Friday, October 25, 2024

Impact of Climate Change on National Security

by General Bikram Singh, Former Chief of Army Staff

General Bikram Singh (r.)

“Indeed, where climate change dries up rivers, reduces harvest, destroys critical infrastructure and displaces communities, it exacerbates the risks of conflict”
– Antonio Gueterres

The release of the sixth Intergovernmental Panel on Climate Change (IPCC) report on August 9, 2021, set the media abuzz with issues concerning climate change. However, owing to the extensive coverage of the national press’s geopolitical developments in the AfPak region, the same did not score the desired traction. Global warming has been repeatedly flagged by the IPCC in all its reports as the gravest threat to humanity, requiring urgent and focused mitigation initiatives by the international community. According to the IPCC, global temperatures would cross the level of 1.5 degrees Celsius in the next decade. Unless greenhouse gas emissions are drastically curtailed, the rising temperatures will spell disaster for life on our planet.

The number of climate-related disasters has tripled in the last three decades owing to a sluggish approach by most countries in evolving and implementing their National Climate Adaptation Plans (NCAP) in conformity with the UN’s Sustainable Development Goals. In the last few months, devastating floods caused by torrential rains have triggered unprecedented landslides and ravaged villages and towns in Europe, China, and India. For the first time, western Canada recorded a scorching temperature measuring 49.6 degrees Celsius in the town of Lytton on June 30, 2021. Extreme heat and dry conditions have also fuelled wildfires the world over.
The rise in sea levels caused by the melting of polar ice and glaciers coupled with more frequent and intense coastal cyclones are threatening ecology, coastal infrastructure and various assets such as the industry, roads, railway lines, airfields, ports, harbours, tourist resorts, habitation and the electricity generation plants. As per the open-source information, while the global sea level has risen by about eight to nine inches since 1900, two-third of this rise has been recorded in the last two and half decades, pointing to the accelerated pace of global warming.

In South Asia, the World Economic Forum (WEF) has predicted that 17 percent of Bangladesh will be submerged by 2050, creating 20 million climate refugees, who would have no option but to gravitate towards India. The rising seas also threaten the very existence of Maldives. It is assessed that by 2100, almost 200 natural inhabited islands would submerge. In Myanmar, the sea is expected to inundate up to 10 km along the coastline of the Yangon delta in the next two decades. These encroachments by the ocean coupled with droughts, floods, erratic rainfall, cyclones, and other climate-driven disasters would force people to flee their homes in search of safer areas. The data released by the United Nations High Commissioner for Refugees in April this year shows that the number of people displaced by climate change-related disasters since 2010 is 21.5 million. This figure is expected to go up to 1.2 billion by 2050, as predicted by the Institute for Economics & Peace, an Australian think tank.

India too has been a victim of nature’s fury from time to time. This year alone, cyclones ravaged both our coastlines inflicting loss to life and property. While cyclone Tauktae hit the southern Gujarat coast on May 17, 2021, cyclone Yaas hit Odisha and West Bengal coasts about a week later. In addition, torrential rains wrecked havoc in Jammu and Kashmir, Himachal Pradesh, Uttarakhand, West Bengal and Madhya Pradesh. Landslides in some of the hill states damaged roads, bridges and habitat. The rising temperatures also caused fires that ravaged forests in most of our states. A total of 3,45,989 forest fires were recorded across the country from November 2020 to June 2021, as per the government figures given out in response to a starred Rajya Sabha question.

Record extracts –
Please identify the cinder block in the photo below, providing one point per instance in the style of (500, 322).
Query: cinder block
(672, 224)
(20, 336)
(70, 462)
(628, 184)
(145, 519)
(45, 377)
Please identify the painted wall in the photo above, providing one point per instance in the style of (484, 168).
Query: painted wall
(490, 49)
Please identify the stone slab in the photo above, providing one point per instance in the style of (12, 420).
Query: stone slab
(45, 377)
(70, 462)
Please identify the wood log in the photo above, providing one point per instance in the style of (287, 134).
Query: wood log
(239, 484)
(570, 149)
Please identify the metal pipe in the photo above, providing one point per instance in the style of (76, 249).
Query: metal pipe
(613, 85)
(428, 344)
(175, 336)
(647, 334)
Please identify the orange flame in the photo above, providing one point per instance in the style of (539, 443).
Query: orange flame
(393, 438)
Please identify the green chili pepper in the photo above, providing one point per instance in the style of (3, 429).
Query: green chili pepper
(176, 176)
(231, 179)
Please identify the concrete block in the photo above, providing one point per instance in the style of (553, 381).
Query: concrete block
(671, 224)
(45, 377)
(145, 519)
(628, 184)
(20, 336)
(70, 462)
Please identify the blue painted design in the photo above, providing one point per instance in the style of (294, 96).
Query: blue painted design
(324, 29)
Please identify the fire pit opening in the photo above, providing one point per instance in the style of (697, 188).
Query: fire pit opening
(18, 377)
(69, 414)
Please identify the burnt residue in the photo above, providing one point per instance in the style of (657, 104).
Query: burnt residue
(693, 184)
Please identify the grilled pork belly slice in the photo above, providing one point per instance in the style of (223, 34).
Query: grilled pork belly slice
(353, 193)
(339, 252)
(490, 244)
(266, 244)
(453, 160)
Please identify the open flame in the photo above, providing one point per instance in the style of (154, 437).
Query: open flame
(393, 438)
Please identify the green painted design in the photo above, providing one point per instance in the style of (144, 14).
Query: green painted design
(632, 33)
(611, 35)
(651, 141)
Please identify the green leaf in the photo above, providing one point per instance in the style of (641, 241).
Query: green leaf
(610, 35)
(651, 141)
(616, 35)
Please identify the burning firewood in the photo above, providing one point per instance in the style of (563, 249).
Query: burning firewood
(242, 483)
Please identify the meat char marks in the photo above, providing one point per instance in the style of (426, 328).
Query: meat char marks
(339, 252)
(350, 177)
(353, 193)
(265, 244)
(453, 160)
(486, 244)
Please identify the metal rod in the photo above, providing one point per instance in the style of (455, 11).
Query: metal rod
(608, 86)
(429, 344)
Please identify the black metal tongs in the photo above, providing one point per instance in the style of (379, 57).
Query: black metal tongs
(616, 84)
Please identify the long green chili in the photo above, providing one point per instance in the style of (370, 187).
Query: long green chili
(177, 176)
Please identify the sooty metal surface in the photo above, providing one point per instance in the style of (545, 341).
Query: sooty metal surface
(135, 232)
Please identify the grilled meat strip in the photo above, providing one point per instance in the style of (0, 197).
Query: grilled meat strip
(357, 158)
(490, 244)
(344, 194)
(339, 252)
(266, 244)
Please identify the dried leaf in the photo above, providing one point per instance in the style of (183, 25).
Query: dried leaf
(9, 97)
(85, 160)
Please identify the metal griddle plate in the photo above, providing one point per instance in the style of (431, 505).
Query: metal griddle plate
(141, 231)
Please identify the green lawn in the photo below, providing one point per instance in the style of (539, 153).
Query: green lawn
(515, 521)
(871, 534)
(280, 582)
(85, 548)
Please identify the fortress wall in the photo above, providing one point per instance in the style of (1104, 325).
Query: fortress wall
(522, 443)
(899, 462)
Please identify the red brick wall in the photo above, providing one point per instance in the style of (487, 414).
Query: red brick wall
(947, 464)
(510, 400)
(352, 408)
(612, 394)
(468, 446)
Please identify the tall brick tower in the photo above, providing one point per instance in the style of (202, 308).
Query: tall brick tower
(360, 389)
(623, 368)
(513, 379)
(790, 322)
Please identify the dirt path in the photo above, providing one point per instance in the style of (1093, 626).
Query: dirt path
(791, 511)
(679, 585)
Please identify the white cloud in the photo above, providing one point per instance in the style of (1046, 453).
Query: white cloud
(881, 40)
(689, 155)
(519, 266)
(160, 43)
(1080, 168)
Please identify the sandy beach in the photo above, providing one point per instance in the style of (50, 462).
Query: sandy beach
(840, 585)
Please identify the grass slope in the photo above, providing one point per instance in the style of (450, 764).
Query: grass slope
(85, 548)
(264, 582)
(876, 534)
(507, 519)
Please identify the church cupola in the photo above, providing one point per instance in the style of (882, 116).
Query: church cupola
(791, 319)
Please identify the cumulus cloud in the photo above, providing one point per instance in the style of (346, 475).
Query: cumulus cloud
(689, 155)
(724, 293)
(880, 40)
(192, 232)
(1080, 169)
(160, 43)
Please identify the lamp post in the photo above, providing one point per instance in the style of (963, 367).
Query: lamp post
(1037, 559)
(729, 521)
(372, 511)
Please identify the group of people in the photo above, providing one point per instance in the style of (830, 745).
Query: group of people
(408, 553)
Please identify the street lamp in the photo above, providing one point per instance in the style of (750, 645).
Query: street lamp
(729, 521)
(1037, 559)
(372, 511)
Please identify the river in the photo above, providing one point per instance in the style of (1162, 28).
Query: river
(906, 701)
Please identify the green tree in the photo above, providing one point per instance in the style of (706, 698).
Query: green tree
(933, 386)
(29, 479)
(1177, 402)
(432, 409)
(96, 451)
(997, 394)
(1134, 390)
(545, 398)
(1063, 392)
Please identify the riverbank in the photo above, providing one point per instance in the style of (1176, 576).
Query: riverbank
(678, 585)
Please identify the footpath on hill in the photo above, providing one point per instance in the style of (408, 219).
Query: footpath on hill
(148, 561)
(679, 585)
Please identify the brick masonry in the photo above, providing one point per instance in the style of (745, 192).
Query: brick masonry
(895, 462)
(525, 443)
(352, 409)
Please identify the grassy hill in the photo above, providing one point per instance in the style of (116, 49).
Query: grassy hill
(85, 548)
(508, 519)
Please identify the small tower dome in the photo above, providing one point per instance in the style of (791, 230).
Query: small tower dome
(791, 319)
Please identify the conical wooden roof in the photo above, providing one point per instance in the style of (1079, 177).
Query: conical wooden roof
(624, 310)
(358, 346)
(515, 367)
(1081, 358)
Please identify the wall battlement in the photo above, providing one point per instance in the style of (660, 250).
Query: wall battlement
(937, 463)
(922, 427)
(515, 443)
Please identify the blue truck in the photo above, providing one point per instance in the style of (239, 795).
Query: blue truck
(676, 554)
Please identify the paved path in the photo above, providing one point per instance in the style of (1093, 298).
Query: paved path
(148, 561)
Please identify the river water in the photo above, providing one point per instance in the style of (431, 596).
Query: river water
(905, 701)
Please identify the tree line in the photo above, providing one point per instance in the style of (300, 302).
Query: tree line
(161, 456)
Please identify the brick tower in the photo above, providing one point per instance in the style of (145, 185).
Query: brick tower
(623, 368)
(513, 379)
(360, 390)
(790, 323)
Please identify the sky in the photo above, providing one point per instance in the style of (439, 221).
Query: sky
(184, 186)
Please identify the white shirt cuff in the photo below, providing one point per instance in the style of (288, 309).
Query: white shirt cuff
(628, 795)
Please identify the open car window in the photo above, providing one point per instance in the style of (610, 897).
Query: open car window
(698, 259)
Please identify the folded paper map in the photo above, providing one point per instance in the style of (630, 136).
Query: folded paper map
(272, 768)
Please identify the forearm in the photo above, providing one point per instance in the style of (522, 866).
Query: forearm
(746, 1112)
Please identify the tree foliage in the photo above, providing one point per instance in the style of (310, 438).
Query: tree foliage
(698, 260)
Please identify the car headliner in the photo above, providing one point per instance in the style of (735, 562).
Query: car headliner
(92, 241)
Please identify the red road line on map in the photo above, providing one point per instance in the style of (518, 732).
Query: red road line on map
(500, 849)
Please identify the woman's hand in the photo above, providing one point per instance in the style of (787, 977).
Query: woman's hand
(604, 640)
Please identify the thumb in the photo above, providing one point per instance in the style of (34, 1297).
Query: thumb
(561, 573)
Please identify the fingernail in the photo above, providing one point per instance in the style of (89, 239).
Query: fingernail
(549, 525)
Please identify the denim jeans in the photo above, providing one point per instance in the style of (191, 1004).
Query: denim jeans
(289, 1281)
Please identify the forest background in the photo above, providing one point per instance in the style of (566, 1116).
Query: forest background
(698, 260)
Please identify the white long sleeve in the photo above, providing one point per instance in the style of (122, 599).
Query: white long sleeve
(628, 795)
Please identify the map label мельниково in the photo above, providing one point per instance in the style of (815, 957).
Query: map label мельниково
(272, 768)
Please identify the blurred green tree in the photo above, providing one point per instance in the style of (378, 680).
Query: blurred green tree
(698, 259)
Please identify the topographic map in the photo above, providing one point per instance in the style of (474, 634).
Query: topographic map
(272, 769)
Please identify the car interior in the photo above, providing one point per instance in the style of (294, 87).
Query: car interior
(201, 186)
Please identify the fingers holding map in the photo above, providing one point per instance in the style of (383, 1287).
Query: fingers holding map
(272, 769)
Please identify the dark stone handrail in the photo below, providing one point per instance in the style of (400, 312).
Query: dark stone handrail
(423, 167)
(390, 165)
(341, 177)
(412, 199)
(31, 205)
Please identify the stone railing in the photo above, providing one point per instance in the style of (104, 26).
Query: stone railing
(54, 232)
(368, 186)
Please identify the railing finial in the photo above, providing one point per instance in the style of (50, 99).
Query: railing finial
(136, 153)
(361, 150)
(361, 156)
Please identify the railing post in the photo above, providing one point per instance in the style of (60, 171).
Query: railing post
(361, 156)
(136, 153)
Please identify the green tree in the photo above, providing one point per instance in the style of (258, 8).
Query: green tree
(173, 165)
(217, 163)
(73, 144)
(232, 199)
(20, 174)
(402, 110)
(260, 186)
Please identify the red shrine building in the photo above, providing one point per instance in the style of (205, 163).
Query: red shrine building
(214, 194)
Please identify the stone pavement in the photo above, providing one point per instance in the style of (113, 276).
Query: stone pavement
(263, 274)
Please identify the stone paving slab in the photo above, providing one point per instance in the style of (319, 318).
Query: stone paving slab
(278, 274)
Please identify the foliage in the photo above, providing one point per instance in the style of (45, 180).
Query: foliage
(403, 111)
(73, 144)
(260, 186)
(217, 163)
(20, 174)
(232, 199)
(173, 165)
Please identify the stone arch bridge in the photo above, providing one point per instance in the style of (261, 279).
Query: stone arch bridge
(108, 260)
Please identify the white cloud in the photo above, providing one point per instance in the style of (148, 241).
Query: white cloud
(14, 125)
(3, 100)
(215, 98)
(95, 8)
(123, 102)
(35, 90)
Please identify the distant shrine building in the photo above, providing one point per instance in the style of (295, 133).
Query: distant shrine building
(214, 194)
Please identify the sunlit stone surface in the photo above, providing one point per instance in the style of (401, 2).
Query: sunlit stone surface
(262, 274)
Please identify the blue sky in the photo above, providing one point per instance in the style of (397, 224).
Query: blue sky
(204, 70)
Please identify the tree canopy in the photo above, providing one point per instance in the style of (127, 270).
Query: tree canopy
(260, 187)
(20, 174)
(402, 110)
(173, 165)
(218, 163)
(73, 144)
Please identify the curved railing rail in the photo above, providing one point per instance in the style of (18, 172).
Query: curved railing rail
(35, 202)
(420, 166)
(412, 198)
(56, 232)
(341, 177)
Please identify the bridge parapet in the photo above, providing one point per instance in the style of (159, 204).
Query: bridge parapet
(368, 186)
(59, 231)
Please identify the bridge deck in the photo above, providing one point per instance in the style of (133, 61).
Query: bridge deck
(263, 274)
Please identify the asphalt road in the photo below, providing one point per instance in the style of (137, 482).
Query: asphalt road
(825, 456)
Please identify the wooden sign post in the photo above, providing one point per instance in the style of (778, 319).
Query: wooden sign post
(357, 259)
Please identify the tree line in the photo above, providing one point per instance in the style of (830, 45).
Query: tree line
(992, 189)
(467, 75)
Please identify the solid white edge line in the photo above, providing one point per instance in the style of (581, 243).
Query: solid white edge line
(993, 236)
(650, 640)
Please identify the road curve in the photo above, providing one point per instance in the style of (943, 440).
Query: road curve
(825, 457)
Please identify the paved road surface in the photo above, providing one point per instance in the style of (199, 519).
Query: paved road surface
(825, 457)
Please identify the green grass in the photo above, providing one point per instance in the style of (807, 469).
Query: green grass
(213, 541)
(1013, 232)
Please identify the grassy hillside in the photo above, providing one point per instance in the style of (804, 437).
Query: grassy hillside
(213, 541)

Problems to work on –
[A] For the article on climate change and national security, state yes or no for whether each statement agrees with it, and quote the deciding words: (i) Lytton, in western Canada, recorded 49.6 degrees Celsius on June 30, 2021; (ii) cyclone Yaas hit the southern Gujarat coast; (iii) the World Economic Forum predicted that 17 percent of Bangladesh will be submerged by 2050.
[B] Duplicate the passage of the article on climate change and national security, starting with "The rise in" and going on through "of global warming.".

Answers below –
[A]
(i) Yes: "western Canada recorded a scorching temperature measuring 49.6 degrees Celsius in the town of Lytton on June 30, 2021"
(ii) No: "cyclone Tauktae hit the southern Gujarat coast on May 17, 2021, cyclone Yaas hit Odisha and West Bengal coasts about a week later"
(iii) Yes: "the World Economic Forum (WEF) has predicted that 17 percent of Bangladesh will be submerged by 2050"

[B]
The rise in sea levels caused by the melting of polar ice and glaciers coupled with more frequent and intense coastal cyclones are threatening ecology, coastal infrastructure and various assets such as the industry, roads, railway lines, airfields, ports, harbours, tourist resorts, habitation and the electricity generation plants. As per the open-source information, while the global sea level has risen by about eight to nine inches since 1900, two-third of this rise has been recorded in the last two and half decades, pointing to the accelerated pace of global warming.